**PASSAGE:**
Determination of VSCs
Free VSCs were analyzed by solid-phase microextraction (SPME)-GC/MS as reported by Fracassetti et al.25,29,30 Briefly, 5 mL of sample, 1.25 g of magnesium sulfate heptahydrate, 5 μL of isopropyl disulfide solution (12.5 mg/L in MW), and 20 μL of d6-DMS solution (125 mg/L in MW) were added to an SPME vial that was immediately capped and stored in the dark until the moment of analysis. Isopropyl disulfide was used as an internal standard to quantify DMDS and DMTS, and d6-DMS was used for MeSH. SPME was carried out with a 1 cm carboxen-polydimethylsiloxane-divinylbenzene fiber (50/30 μm, Supelco, Bellefonte, PA, USA) using a HTA autosampler (Brescia, Italy) fitted to an Autosystem XL gas chromatograph coupled with a Turbomass mass spectrometer (Perkin Elmer, Milan, Italy). The separation was achieved with a Stabilwax-MS column (30 m × 0.250 mm × 0.25 μm, Restek, Bellefonte, PA, USA) using helium as carrier gas at 1 mL/min. Electron ionization mass spectra (70 eV) were recorded in scan mode at m/z 33–350. Duplicate injections were carried out for each sample. Results for free MeSH are expressed relative to the concentration of d6-DMS (μg/L), whereas six-point calibration curves were prepared for DMDS and DMTS (0.5–200 μg/L). The estimated total VSCs corresponds to the sum (in moles) of the sulfur compounds detected. The estimated ratio between the moles of sulfur compounds formed (sum of free MeSH as d6-DMS equivalents, DMDS and DMTS concentrations) and the moles of sulfur lost as degraded Met and formed Met sulfox was determined.25 The odor activity values (OAVs) were determined as the estimated ratio between the amount of the VSC found in the sample and the respective perception threshold: MeSH, 0.3 μg/L; DMDS, 20–45 μg/L; and DMTS, 0.1 μg/L.8
Sensory Analysis
Sensory evaluation was conducted on each trial for single samples of light-exposed and control MW samples. The panel consisting of six expert judges (average age 33, two females, and four males)32 carried out the olfactory scoring for “cooked cabbage” descriptor using a nine-point scale, with nine being the highest intensity (extremely perceived).29,30 MW spiked with Met (3 mg/L) and two different levels of RF (200 or 400 μg/L) and exposed to light for 4 h was used to train the panelists so they were confident about the perception of cooked cabbage note.29,30 The judges were calibrated by olfactory assessment of metal-free and phenol-free MW spiked with Met (3 mg/L) and RF (200 μg/L) exposed to light for increasing lengths of time up to 2 h, with the latter being considered to have a score of 5. The samples were presented to the panelists in a randomized order under ambient temperature and light. Coded ISO glasses containing 25 mL of sample and covered with a glass Petri dish were presented to the panelists.

**GOALS:**
1. In the methods passage, what carrier gas was used for the separation, and at what flow rate?
2. List everything the methods passage says was added to the SPME vial, with the amount of each.
3. Condense the paragraph of the methods passage beginning "Sensory evaluation was conducted" into a bulleted list that keeps its main facts.

**SOURCE DATA:**
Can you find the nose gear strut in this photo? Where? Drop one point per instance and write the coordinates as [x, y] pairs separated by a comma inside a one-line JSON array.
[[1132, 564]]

**TASK-BY-TASK ANSWERS:**
1. Helium, at 1 mL/min.

2.
- 5 mL of sample
- 1.25 g of magnesium sulfate heptahydrate
- 5 μL of isopropyl disulfide solution (12.5 mg/L in MW)
- 20 μL of d6-DMS solution (125 mg/L in MW)

3.
- Each trial had sensory evaluation of single samples of light-exposed and control MW.
- Six expert judges (average age 33; two females, four males) scored the "cooked cabbage" odor on a nine-point scale, with nine as the highest intensity.
- Training: MW spiked with Met (3 mg/L) and RF (200 or 400 μg/L) and exposed to light for 4 h.
- Calibration: metal-free, phenol-free MW with Met (3 mg/L) and RF (200 μg/L), exposed to light for increasing times up to 2 h. The 2 h sample was set at a score of 5.
- Samples were served in randomized order at ambient temperature and light, as 25 mL in coded ISO glasses covered with a glass Petri dish.